Excerpts of pointing data
___

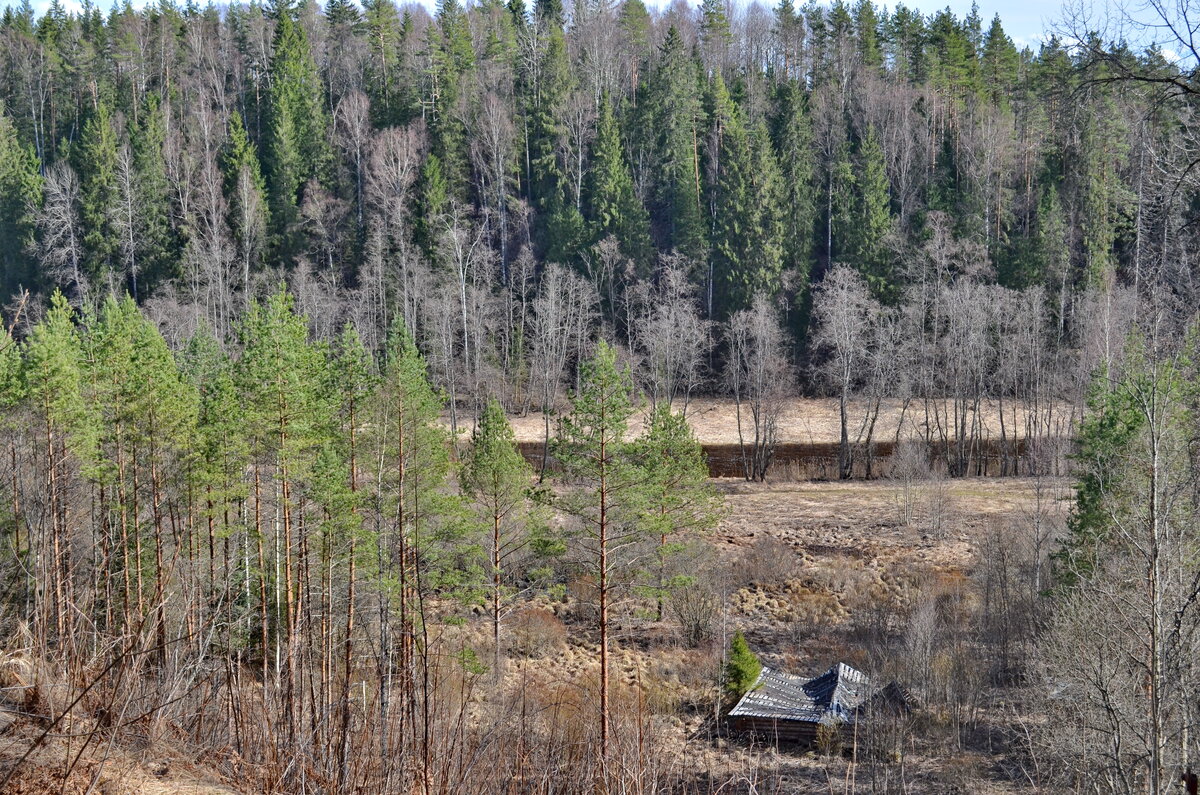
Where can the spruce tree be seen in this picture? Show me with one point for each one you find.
(673, 114)
(874, 219)
(605, 494)
(157, 247)
(281, 378)
(95, 161)
(1000, 64)
(793, 144)
(454, 58)
(558, 226)
(21, 195)
(612, 205)
(743, 668)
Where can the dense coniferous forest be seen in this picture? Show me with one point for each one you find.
(277, 281)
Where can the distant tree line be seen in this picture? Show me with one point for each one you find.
(295, 527)
(517, 181)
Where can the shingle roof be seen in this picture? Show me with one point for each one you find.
(831, 697)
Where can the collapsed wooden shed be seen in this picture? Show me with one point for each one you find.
(783, 707)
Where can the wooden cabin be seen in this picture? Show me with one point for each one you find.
(785, 709)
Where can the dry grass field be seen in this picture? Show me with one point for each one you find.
(808, 569)
(811, 420)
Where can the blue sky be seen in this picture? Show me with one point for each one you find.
(1024, 19)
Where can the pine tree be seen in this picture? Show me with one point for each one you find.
(412, 452)
(497, 479)
(96, 165)
(281, 378)
(605, 495)
(714, 34)
(221, 456)
(612, 205)
(679, 498)
(384, 35)
(53, 381)
(743, 668)
(793, 144)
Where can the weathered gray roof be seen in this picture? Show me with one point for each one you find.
(831, 697)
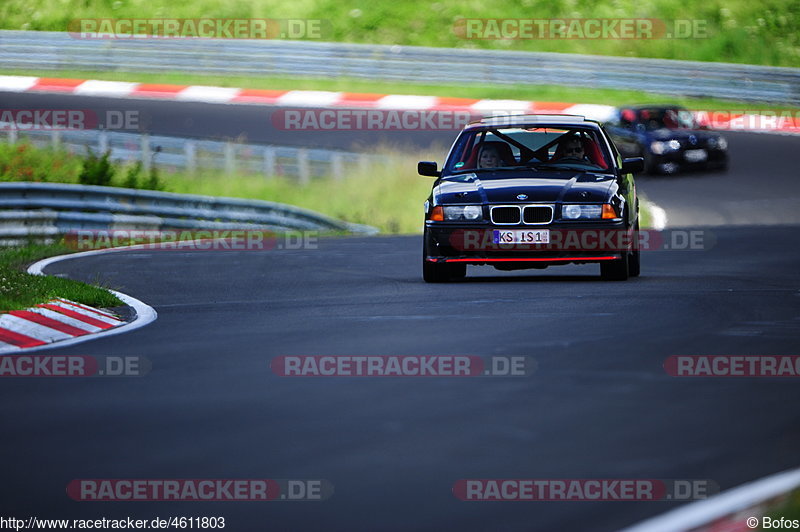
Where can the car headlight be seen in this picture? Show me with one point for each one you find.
(578, 212)
(605, 211)
(658, 147)
(470, 213)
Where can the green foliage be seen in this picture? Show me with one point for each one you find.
(19, 290)
(97, 170)
(132, 176)
(23, 162)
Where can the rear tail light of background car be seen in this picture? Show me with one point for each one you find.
(589, 212)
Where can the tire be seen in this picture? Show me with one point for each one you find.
(650, 167)
(634, 258)
(439, 272)
(614, 270)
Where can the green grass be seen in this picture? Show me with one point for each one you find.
(740, 31)
(20, 290)
(542, 93)
(389, 199)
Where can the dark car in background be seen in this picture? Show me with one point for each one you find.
(531, 192)
(668, 138)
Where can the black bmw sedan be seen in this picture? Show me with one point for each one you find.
(668, 138)
(531, 192)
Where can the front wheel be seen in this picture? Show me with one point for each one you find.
(634, 259)
(436, 272)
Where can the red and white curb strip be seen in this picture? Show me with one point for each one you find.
(56, 320)
(732, 121)
(735, 510)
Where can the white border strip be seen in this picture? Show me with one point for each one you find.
(701, 513)
(658, 215)
(145, 314)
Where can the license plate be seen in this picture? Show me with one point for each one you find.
(695, 156)
(521, 236)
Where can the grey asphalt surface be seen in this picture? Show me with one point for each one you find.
(760, 188)
(600, 404)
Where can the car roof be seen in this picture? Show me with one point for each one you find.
(532, 120)
(656, 106)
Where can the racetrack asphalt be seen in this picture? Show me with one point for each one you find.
(600, 405)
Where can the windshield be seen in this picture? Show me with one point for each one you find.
(498, 149)
(670, 118)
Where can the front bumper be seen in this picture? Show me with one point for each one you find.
(569, 243)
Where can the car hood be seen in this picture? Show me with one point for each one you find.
(543, 187)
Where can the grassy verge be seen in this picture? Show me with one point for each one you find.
(541, 93)
(19, 290)
(739, 31)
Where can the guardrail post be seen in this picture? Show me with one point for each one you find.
(337, 166)
(146, 159)
(230, 159)
(102, 141)
(190, 150)
(303, 171)
(269, 161)
(363, 163)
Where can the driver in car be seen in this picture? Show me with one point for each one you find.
(572, 148)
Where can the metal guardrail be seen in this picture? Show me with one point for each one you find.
(48, 209)
(55, 50)
(191, 155)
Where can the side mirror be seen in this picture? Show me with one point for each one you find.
(428, 168)
(632, 165)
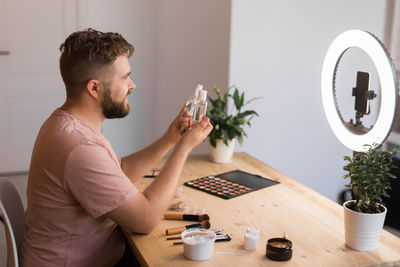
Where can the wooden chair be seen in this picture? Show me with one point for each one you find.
(12, 212)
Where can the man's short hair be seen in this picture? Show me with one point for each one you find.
(85, 54)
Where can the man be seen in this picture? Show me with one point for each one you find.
(79, 191)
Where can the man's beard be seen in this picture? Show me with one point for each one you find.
(112, 109)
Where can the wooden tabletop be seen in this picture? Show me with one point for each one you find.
(314, 223)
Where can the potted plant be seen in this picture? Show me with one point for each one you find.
(369, 174)
(227, 127)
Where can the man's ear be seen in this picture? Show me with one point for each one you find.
(93, 88)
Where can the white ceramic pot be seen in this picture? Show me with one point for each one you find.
(222, 153)
(362, 230)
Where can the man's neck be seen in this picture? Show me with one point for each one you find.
(86, 112)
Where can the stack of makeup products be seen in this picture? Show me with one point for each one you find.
(203, 222)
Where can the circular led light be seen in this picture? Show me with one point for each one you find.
(385, 68)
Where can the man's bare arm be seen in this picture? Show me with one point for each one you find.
(143, 212)
(139, 164)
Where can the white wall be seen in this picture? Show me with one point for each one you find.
(277, 51)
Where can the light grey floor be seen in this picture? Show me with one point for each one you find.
(20, 181)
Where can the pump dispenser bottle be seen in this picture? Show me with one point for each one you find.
(190, 104)
(201, 106)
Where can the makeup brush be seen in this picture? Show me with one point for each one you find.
(186, 217)
(219, 238)
(180, 229)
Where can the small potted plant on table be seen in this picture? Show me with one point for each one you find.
(370, 175)
(227, 127)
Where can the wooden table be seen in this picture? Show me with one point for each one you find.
(314, 223)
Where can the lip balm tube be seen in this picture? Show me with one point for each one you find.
(250, 241)
(253, 230)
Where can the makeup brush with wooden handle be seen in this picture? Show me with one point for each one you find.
(180, 229)
(186, 217)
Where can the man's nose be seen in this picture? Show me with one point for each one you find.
(132, 86)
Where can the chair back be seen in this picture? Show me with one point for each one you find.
(12, 212)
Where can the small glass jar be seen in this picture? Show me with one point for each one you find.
(279, 249)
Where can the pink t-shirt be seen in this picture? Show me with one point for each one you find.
(75, 178)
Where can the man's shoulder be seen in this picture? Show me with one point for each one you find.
(66, 128)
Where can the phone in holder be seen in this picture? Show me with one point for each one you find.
(362, 93)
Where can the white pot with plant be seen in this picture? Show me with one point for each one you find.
(369, 174)
(227, 126)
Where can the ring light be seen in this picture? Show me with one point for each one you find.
(387, 77)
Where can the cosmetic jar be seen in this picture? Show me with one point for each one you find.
(198, 243)
(279, 249)
(251, 238)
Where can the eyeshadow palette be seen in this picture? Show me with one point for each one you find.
(230, 184)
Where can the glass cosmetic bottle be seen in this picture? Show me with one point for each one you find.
(191, 102)
(201, 106)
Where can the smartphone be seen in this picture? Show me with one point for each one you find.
(361, 92)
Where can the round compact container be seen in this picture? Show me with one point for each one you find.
(279, 249)
(198, 243)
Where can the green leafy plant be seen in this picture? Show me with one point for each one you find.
(228, 126)
(369, 174)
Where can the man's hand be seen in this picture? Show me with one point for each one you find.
(196, 133)
(178, 127)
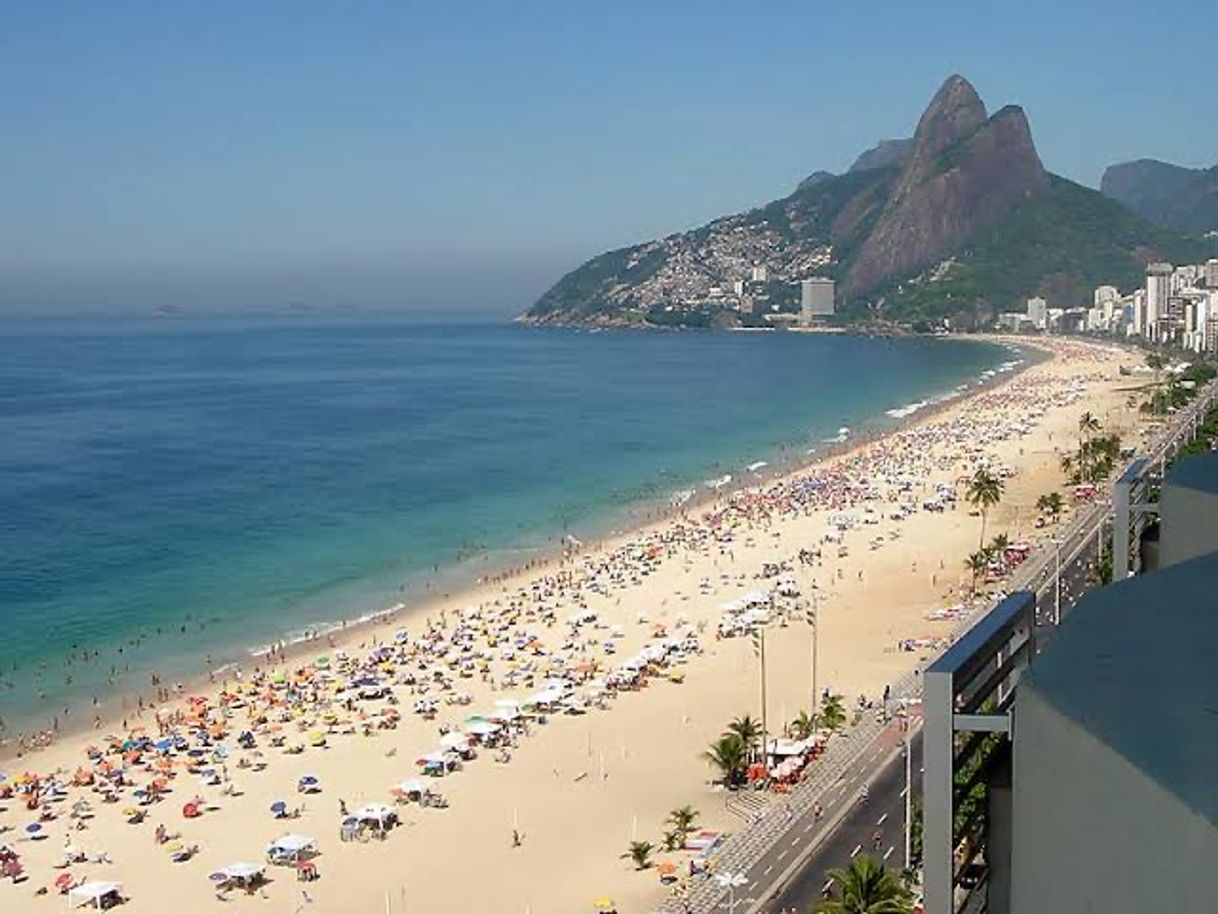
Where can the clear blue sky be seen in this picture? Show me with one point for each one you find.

___

PROBLEM TO SOLVE:
Where the line containing "Where can the cosmetic" appears above, start there and set down each line exactly through the last line of the data; leave out every picture.

WRITTEN RESPONSE:
Where can the cosmetic jar be seen in this picture? Show me with one point for each one you find.
(198, 243)
(279, 249)
(251, 238)
Where can the eyeshadow palette be seen in this picture? Show me with one point for each one you find.
(230, 184)
Where can the glass cosmetic bottle be seen in this picture? Show me with one point for each one you find.
(191, 102)
(201, 106)
Where can the smartphone be seen in this picture? Show me with one point for each one you find.
(361, 92)
Where can the round compact container be seen in this picture? Show me with one point for each one you find.
(279, 249)
(198, 243)
Where can the green leafy plant be seen in this picture? Show me with one point for each one you find.
(228, 126)
(369, 174)
Where can the man's hand be seen in this picture? Show me with one point for each one you find.
(196, 133)
(178, 127)
Where can the clear blue sky be seen in this picture? Show me with one point for each one you find.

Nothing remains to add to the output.